EX-24 13 uconsent.htm AGENDA ITEM (7)(d)(ii)

PORTLAND GENERAL ELECTRIC COMPANY

Unanimous Written Consent of Directors

        The undersigned, constituting all of the directors of PORTLAND GENERAL ELECTRIC COMPANY, an Oregon corporation, in accordance with the provisions of Section 60.341 of the Oregon Revised Statutes, do hereby consent to the adoption of the following resolutions and, upon execution of this consent or a counterpart hereof by each of the directors listed below, do hereby adopt such resolutions:

        RESOLVED, that the Board of Directors of Portland General Electric Company (the "Company"), hereby approves the draft Portland General Electric Company 2001 Annual Report on Form 10-K ("Form 10-K"), in substantially the form as presented, with such changes as may be necessary and as approved by management and the Company's independent public accountants; and

        RESOLVED FURTHER, that Douglas R. Nichols and Kirk M. Stevens (the "Authorized Officers"), individually, are hereby appointed as attorney-in-fact for the members of this Board of Directors as authorized by the Power of Attorney executed this day and each are authorized and directed to execute on behalf of the Board of Directors and file the final Form 10-K with the SEC; and

        RESOLVED FURTHER, that the Form 10-K shall be executed on behalf of the members of this Board of Directors by its attorney-in-fact appointed in the foregoing resolution upon compliance with and in accordance with the preceding resolutions, and, upon execution, the officers named in the preceding resolution, individually, are hereby authorized and directed to file, or cause to be filed, the Form 10-K with the SEC; and

        RESOLVED FURTHER, that the Authorized Officers of the Company, and its counsel be, and each of them hereby is, authorized, empowered, and directed (any one of them acting alone) to take any and all such further action, to amend, execute, and deliver all such further instruments and documents, for and in the name and on behalf of the Company, under such Company's corporate seal or otherwise, and to pay all such expenses as in their discretion appear to be necessary, proper, or advisable to carry into effect the purposes and intentions of this and each of the foregoing resolutions and to perform the obligations of the Company under all instruments executed on behalf of the Company in connection with the transactions contemplated hereby; and

        RESOLVED FURTHER, that the execution by any of said Authorized Officers of any document authorized by the foregoing resolutions or any document executed in the accomplishment of any action or actions so authorized, is (or shall become upon delivery) the enforceable and binding act and obligation of the Company, without the necessity of the signature or attestation of any other officer of the Company, or the affixing of the Company's seal thereto; and

        RESOLVED FURTHER, that all acts, transactions, or agreements undertaken prior to the adoption of these resolutions by any of the Authorized Officers or representatives of the Company in the name and for the account of the Company in connection with the foregoing matters are hereby ratified, confirmed, and adopted by the Company.

_MATERIAL TO PROCESS_.
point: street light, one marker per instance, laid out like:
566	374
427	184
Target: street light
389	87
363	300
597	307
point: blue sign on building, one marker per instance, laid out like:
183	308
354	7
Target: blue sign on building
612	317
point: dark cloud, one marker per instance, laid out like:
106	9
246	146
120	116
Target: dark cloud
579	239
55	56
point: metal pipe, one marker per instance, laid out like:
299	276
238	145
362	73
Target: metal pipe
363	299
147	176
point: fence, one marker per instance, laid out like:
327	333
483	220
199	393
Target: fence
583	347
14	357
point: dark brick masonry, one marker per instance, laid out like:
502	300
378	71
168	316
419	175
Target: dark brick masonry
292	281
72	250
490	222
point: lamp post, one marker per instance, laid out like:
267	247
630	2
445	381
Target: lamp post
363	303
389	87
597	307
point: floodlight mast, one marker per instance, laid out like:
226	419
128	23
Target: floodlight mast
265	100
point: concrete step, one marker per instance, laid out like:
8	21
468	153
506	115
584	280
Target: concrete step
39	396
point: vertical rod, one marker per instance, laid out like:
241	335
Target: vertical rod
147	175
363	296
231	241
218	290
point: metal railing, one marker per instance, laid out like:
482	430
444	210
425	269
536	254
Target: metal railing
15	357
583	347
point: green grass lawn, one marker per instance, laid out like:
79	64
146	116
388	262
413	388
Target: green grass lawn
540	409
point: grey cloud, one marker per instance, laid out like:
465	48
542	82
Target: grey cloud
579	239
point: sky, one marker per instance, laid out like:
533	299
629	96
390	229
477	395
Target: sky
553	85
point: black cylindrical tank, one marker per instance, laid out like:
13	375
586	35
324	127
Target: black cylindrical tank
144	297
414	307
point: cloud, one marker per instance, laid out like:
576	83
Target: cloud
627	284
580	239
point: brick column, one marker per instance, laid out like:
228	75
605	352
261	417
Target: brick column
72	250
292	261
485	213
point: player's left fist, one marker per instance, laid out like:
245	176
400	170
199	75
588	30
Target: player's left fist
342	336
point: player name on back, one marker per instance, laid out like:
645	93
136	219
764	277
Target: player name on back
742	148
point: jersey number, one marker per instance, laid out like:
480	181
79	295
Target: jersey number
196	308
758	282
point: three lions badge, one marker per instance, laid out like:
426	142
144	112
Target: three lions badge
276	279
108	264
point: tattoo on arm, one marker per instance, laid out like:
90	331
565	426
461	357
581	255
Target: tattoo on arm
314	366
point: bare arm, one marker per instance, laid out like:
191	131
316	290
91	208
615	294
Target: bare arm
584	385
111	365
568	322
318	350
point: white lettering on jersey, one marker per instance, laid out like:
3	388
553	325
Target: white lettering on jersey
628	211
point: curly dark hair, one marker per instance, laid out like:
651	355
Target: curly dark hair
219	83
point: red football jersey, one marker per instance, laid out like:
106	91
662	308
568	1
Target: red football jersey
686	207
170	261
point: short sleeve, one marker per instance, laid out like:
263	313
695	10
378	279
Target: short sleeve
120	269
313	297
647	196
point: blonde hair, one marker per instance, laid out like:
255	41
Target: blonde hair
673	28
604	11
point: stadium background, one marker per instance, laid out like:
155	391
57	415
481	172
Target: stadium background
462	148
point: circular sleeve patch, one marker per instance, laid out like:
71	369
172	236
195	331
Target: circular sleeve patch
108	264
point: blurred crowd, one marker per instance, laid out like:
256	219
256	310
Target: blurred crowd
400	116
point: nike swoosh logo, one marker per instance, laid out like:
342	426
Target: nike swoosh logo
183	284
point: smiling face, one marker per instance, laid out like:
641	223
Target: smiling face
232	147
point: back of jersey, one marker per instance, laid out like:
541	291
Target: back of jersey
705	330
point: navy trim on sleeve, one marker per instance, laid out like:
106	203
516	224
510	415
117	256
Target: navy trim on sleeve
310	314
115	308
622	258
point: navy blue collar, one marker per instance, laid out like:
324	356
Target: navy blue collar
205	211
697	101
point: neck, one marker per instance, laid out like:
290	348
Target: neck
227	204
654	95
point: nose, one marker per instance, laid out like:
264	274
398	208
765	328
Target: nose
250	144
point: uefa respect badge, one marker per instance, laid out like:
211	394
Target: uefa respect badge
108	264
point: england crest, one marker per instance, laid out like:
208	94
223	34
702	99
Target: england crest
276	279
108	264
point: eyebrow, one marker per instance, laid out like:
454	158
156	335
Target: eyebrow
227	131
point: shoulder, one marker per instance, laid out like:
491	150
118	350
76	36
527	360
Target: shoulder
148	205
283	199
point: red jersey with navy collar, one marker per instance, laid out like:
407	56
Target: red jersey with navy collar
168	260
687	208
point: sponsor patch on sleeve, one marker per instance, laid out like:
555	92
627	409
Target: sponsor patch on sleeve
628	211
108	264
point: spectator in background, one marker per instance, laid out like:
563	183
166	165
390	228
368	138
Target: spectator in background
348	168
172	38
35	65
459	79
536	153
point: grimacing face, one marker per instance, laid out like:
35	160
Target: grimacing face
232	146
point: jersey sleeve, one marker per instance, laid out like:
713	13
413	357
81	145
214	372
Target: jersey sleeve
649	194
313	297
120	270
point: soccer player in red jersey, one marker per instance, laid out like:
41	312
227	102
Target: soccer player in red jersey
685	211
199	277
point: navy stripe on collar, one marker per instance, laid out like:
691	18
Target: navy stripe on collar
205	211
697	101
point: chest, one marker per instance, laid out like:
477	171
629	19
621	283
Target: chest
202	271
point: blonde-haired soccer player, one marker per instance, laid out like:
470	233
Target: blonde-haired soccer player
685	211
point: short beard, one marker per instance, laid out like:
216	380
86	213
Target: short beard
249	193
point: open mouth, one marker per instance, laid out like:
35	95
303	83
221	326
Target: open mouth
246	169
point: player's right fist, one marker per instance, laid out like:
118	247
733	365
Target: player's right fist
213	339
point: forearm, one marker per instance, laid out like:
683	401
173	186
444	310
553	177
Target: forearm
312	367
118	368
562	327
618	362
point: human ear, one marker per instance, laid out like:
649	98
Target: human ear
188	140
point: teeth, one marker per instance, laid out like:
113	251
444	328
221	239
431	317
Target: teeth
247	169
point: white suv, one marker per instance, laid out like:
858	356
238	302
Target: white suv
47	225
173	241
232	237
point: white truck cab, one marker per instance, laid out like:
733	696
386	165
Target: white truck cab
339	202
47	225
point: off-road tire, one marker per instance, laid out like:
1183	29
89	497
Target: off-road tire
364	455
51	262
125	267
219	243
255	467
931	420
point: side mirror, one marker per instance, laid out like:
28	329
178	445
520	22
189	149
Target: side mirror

_REQUIREMENTS_.
1. From the directors' consent, reproduce the passage that begins at the words "RESOLVED FURTHER, that all" and ends after the words "by the Company.".
2. How many lines of the records contain the string "column"? Reply with the number alone.
The directors' consent and the records are independent of each other and share no content.

_OUTPUTS BY TASK_.
1.
RESOLVED FURTHER, that all acts, transactions, or agreements undertaken prior to the adoption of these resolutions by any of the Authorized Officers or representatives of the Company in the name and for the account of the Company in connection with the foregoing matters are hereby ratified, confirmed, and adopted by the Company.

2. 2